═══ Extrait des données ═══

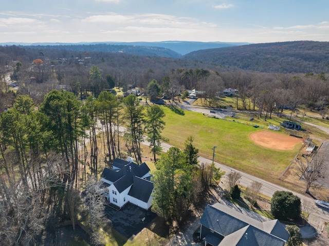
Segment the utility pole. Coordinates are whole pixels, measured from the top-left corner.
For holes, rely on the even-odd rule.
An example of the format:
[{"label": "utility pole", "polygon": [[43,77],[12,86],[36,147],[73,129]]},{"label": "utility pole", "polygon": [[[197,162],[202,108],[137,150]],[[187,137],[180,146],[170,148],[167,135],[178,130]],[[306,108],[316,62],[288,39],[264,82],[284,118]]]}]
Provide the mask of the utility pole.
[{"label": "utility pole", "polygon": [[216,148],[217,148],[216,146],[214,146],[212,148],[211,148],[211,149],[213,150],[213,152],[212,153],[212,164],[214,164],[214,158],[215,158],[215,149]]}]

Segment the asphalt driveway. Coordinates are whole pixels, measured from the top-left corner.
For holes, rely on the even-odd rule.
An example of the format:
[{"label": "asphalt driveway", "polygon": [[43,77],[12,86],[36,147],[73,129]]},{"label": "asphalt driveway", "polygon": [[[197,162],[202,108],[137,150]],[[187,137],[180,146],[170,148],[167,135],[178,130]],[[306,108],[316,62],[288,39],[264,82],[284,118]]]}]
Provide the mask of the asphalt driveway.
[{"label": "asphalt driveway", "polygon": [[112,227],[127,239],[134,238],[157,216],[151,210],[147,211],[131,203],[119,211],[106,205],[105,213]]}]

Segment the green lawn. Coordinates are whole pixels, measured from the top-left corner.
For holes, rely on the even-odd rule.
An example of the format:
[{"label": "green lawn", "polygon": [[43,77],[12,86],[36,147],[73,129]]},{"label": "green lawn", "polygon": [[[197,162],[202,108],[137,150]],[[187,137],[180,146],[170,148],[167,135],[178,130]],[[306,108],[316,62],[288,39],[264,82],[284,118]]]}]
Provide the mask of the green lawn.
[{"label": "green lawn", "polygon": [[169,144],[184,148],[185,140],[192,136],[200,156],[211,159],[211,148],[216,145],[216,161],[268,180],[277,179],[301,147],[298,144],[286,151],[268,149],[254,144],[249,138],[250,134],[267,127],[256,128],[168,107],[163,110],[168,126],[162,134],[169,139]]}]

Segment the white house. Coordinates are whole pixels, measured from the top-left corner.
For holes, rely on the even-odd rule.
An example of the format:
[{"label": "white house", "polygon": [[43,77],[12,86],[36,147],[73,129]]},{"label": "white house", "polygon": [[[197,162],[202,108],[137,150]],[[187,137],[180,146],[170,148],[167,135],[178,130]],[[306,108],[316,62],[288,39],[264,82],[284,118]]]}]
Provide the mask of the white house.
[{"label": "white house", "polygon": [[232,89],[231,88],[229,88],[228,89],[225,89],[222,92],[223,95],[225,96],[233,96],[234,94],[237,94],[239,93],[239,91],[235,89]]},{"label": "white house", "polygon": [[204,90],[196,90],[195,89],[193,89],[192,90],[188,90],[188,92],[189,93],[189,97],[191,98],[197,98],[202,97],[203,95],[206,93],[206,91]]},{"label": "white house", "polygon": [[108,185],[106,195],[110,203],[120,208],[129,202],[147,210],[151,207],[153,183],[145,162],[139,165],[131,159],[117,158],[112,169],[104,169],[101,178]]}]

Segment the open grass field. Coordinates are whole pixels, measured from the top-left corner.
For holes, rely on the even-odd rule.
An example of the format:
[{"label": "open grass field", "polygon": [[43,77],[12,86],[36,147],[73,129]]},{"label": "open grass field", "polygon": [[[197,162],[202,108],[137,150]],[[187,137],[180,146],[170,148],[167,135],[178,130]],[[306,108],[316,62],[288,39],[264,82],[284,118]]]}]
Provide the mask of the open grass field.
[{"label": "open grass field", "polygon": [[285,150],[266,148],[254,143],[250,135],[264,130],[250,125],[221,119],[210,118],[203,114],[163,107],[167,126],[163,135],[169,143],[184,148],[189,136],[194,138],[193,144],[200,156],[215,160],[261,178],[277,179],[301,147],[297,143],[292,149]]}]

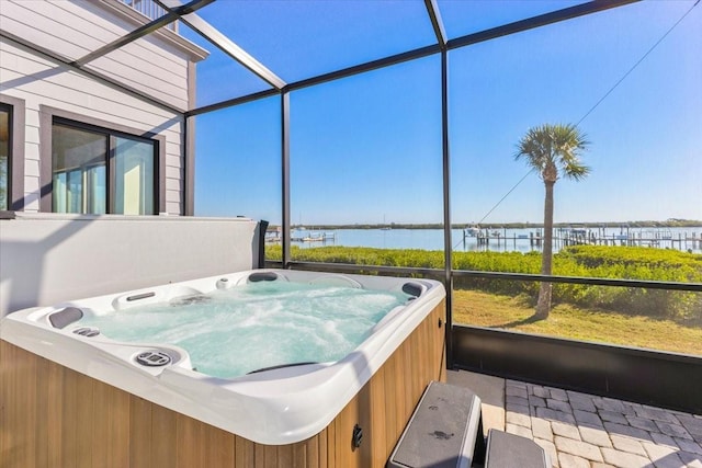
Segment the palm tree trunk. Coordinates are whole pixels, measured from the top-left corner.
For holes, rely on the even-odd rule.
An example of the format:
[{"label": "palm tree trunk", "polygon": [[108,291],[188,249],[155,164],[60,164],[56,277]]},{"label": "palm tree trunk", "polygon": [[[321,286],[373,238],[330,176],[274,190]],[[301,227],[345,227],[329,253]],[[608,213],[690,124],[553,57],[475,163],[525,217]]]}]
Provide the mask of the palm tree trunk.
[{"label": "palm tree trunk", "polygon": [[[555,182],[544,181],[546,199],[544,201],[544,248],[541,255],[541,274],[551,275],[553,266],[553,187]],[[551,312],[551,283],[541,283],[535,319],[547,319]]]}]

═══

Peux-tu présenter toutes les lignes des données ci-dessus sous forme de liste numérotée, sans les lignes vides ni les images ?

> Réponse ci-dessous:
1. Segment the utility pole. Coordinates are whole pixels, measured from the top-left corner.
2. For holes, rely on the even-odd rule.
3. An example of the format:
4. [{"label": "utility pole", "polygon": [[43,77],[12,86],[36,147],[73,129]]},{"label": "utility pole", "polygon": [[[197,162],[202,108],[137,150]],[[187,137],[180,146],[170,148],[167,135],[178,130]],[[306,108],[316,62],[288,39],[264,82],[284,118]]]}]
5. Provide the mask of the utility pole.
6. [{"label": "utility pole", "polygon": [[216,148],[217,148],[216,146],[214,146],[212,148],[211,148],[211,149],[213,150],[213,152],[212,153],[212,164],[214,164],[214,158],[215,158],[215,149]]}]
7. Segment the asphalt driveway. Coordinates are whole pixels, measured from the top-left corner.
8. For holes, rely on the even-odd rule.
9. An example of the format:
10. [{"label": "asphalt driveway", "polygon": [[43,77],[12,86],[36,147],[73,129]]},{"label": "asphalt driveway", "polygon": [[[197,162],[202,108],[137,150]],[[187,137],[180,146],[170,148],[167,135],[178,130]],[[306,108],[316,62],[288,39],[264,82],[284,118]]]}]
11. Provide the mask of the asphalt driveway.
12. [{"label": "asphalt driveway", "polygon": [[112,227],[127,239],[134,238],[157,216],[151,210],[147,211],[131,203],[119,211],[106,205],[105,213]]}]
13. Segment the green lawn. Coordinates are whole pixels, measured from the top-left corner.
14. For holes, rely on the even-odd rule.
15. An example of the format:
16. [{"label": "green lawn", "polygon": [[43,77],[12,86],[36,147],[73,129]]},{"label": "green lawn", "polygon": [[[197,162],[202,108],[137,150]],[[187,137],[180,146],[170,148],[167,135],[178,130]],[[306,108],[316,62],[288,39],[264,82],[284,118]]]}]
17. Provide the mask of the green lawn.
18. [{"label": "green lawn", "polygon": [[169,144],[184,148],[185,140],[192,136],[200,156],[211,159],[211,148],[216,145],[216,161],[268,180],[277,179],[301,147],[298,144],[286,151],[268,149],[254,144],[249,138],[250,134],[267,127],[256,128],[168,107],[163,110],[168,126],[162,134],[169,139]]}]
19. Segment the white house. Coordinates are whole pixels, measured from the top-left corner.
20. For holes, rely on the even-odd rule.
21. An example of the format:
22. [{"label": "white house", "polygon": [[43,77],[12,86],[36,147],[73,129]]},{"label": "white house", "polygon": [[[197,162],[202,108],[137,150]],[[187,137],[180,146],[170,148],[167,135],[178,130]],[[306,108],[316,62],[288,39],[264,82],[284,118]]]}]
23. Provide the mask of the white house.
24. [{"label": "white house", "polygon": [[232,89],[231,88],[229,88],[228,89],[225,89],[222,92],[223,95],[225,96],[233,96],[234,94],[237,94],[239,93],[239,91],[235,89]]},{"label": "white house", "polygon": [[204,90],[196,90],[195,89],[193,89],[192,90],[188,90],[188,92],[189,93],[189,97],[191,98],[197,98],[202,97],[203,95],[206,93],[206,91]]},{"label": "white house", "polygon": [[108,185],[106,195],[110,203],[120,208],[129,202],[147,210],[151,207],[153,183],[145,162],[139,165],[131,159],[117,158],[112,169],[104,169],[101,178]]}]
25. Segment the open grass field. Coordinates are whole pixels, measured from the top-left corner.
26. For holes, rely on the even-odd rule.
27. An example of the format:
28. [{"label": "open grass field", "polygon": [[43,77],[12,86],[36,147],[73,129]]},{"label": "open grass field", "polygon": [[[197,162],[202,108],[137,150]],[[187,137],[180,146],[170,148],[167,135],[178,130]],[[306,108],[316,62],[288,39],[264,82],[284,118]]]}]
29. Provide the mask of the open grass field.
30. [{"label": "open grass field", "polygon": [[285,150],[266,148],[254,143],[250,135],[264,130],[250,125],[221,119],[210,118],[203,114],[163,107],[167,126],[163,135],[169,143],[184,148],[189,136],[194,138],[193,144],[200,156],[215,160],[261,178],[277,179],[301,147],[297,143],[292,149]]}]
31. Segment the palm tree trunk. Coordinates are whole pixels, measured from the top-left corner.
32. For holes, rely on the even-odd rule.
33. An example of the format:
34. [{"label": "palm tree trunk", "polygon": [[108,291],[188,249],[155,164],[60,164],[56,277]]},{"label": "palm tree trunk", "polygon": [[[321,286],[373,238],[330,176],[274,190]],[[301,227],[345,227],[329,253]],[[608,213],[690,124],[553,57],[475,163],[525,217]]]}]
35. Provide the mask of the palm tree trunk.
36. [{"label": "palm tree trunk", "polygon": [[[555,182],[544,181],[546,199],[544,201],[544,248],[541,255],[541,274],[551,275],[553,266],[553,187]],[[551,312],[551,283],[541,283],[535,319],[547,319]]]}]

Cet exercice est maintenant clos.